WHAT TO WORK ON: Copy word for word, please, the lines of the entries below running from the one containing "arch top molding" to the one containing "task | put a dot on every instance of the white", both ends included.

====== INFORMATION GIVEN ======

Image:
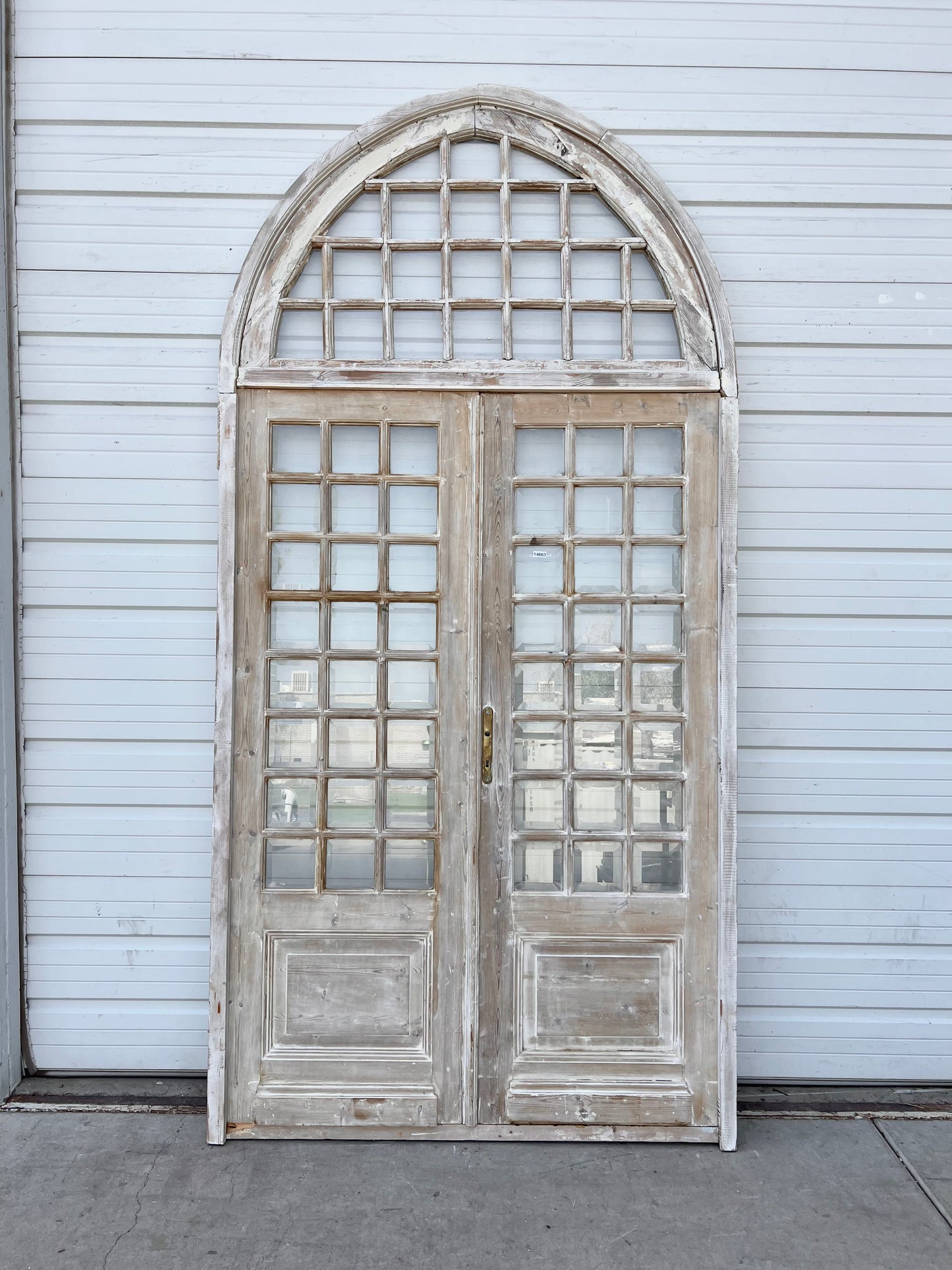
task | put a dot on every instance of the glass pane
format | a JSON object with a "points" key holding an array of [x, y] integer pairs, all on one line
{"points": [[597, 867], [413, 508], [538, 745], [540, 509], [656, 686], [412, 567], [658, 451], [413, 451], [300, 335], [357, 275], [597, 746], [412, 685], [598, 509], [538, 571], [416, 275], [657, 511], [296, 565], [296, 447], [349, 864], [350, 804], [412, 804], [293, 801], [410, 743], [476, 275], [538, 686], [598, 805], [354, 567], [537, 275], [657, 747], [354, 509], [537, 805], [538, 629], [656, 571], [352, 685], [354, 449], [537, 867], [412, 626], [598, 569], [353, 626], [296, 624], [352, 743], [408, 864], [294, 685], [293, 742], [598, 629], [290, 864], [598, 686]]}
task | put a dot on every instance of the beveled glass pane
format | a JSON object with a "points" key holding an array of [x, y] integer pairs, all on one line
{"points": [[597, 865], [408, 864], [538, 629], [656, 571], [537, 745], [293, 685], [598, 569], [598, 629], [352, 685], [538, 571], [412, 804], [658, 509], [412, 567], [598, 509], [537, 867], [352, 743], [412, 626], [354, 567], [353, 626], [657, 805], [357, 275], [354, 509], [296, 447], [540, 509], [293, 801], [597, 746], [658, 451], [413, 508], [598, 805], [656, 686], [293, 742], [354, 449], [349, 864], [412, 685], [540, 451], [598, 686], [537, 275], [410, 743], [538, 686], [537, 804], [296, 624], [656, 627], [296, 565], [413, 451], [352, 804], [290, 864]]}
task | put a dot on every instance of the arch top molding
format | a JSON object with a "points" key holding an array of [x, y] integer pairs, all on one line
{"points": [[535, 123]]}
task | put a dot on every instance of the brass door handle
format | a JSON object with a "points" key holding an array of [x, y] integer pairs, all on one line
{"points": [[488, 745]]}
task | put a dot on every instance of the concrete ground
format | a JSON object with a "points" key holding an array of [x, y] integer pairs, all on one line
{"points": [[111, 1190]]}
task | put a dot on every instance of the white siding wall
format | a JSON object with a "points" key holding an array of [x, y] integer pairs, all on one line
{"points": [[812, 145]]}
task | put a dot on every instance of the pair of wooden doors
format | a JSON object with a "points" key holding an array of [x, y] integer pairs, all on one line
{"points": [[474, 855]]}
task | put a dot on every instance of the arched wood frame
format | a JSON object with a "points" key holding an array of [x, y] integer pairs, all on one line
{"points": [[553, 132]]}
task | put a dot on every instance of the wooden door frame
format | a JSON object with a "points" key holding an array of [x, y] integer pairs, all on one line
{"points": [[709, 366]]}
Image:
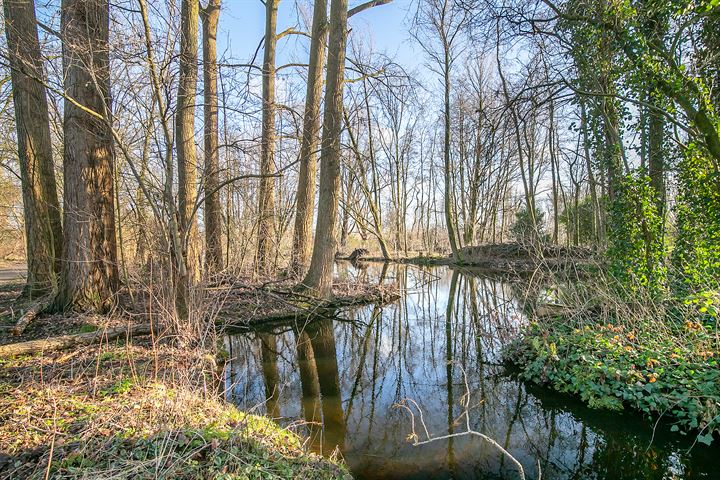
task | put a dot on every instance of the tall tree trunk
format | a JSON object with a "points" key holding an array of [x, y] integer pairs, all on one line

======

RESPONSE TO THIS TASK:
task | put a dot on every instance of the arch top molding
format | a JSON object with a "points" key holding an array of [x, y] integer pairs, all on one line
{"points": [[535, 123]]}
task | put a dot on every instance of the brass door handle
format | a JSON object with a "points" key holding an array of [x, y] integer pairs, all on one line
{"points": [[488, 745]]}
task | put a dot on every instance of the concrete ground
format | a JSON object with a "points" key holding an array of [x, y] integer pairs, all on one line
{"points": [[111, 1190]]}
task | put a dot on every instance of the white siding wall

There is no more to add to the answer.